SHORT EXERCISE. Reproduce the listing below line for line, with no changes.

SUPPLIED DATA.
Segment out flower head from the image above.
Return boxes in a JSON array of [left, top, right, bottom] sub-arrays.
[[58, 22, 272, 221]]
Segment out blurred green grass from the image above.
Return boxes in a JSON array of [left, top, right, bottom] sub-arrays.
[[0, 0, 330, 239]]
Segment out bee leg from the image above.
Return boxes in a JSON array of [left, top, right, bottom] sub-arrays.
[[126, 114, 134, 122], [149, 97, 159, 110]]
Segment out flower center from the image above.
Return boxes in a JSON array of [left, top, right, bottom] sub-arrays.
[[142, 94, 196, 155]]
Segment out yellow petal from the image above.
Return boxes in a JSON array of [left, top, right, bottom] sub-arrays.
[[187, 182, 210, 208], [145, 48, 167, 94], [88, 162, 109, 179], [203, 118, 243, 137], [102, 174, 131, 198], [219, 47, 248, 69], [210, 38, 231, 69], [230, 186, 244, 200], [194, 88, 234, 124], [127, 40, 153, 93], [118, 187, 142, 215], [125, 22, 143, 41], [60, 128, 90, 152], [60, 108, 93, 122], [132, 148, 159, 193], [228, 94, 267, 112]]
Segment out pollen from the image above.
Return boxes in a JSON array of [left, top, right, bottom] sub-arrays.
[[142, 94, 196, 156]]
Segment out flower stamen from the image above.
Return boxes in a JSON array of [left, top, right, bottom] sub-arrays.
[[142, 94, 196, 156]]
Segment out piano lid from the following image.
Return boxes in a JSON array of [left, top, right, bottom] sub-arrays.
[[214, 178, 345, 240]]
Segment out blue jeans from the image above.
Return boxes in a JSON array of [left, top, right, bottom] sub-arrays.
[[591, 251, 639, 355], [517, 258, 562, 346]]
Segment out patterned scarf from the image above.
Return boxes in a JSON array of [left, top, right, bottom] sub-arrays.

EXERCISE ANSWER.
Segment out flower head from the image above.
Return boxes in a JSON array of [left, top, right, bottom] sub-arrays.
[[58, 22, 272, 221]]
Segment out blurred green grass from the image above.
Return boxes in a JSON array of [left, top, right, bottom] sub-arrays.
[[0, 0, 330, 239]]
Segment out bee leg from the image above.
Return boxes in a JSON array of [left, top, right, bottom] sub-arrays.
[[126, 114, 134, 122], [149, 97, 159, 110]]
Segment out flower center from the image above.
Return boxes in a JSON array of [left, top, right, bottom] sub-arrays.
[[142, 94, 196, 155]]
Segment out yellow petal from the image above.
Return boxes in a JSON array of [left, top, right, bottom] sub-arrays.
[[187, 182, 210, 208], [145, 48, 167, 94], [88, 162, 109, 179], [203, 118, 243, 137], [102, 174, 131, 198], [219, 47, 248, 69], [210, 38, 231, 69], [230, 186, 244, 200], [194, 88, 234, 124], [127, 40, 153, 93], [118, 187, 142, 215], [125, 22, 143, 41], [60, 128, 90, 152], [60, 108, 93, 122], [132, 148, 159, 193], [228, 94, 267, 112]]
Segment out pollen from the image above.
Return boxes in a JSON array of [left, top, right, bottom] sub-arrays.
[[142, 94, 196, 156]]
Segment out flower stamen from the image above.
Return boxes in a JSON array of [left, top, right, bottom] sub-arrays.
[[142, 94, 196, 156]]
Segment out piano lid from the following image.
Return boxes in a JSON array of [left, top, right, bottom] sub-arrays.
[[214, 178, 345, 240]]
Segment out blue jeans from the image above.
Return boxes in a JSON array of [left, top, right, bottom] sub-arrays.
[[591, 251, 639, 355], [517, 258, 562, 346]]
Segment out patterned scarf from the image above.
Return boxes in a JSON array of [left, top, right, bottom] sub-arrays.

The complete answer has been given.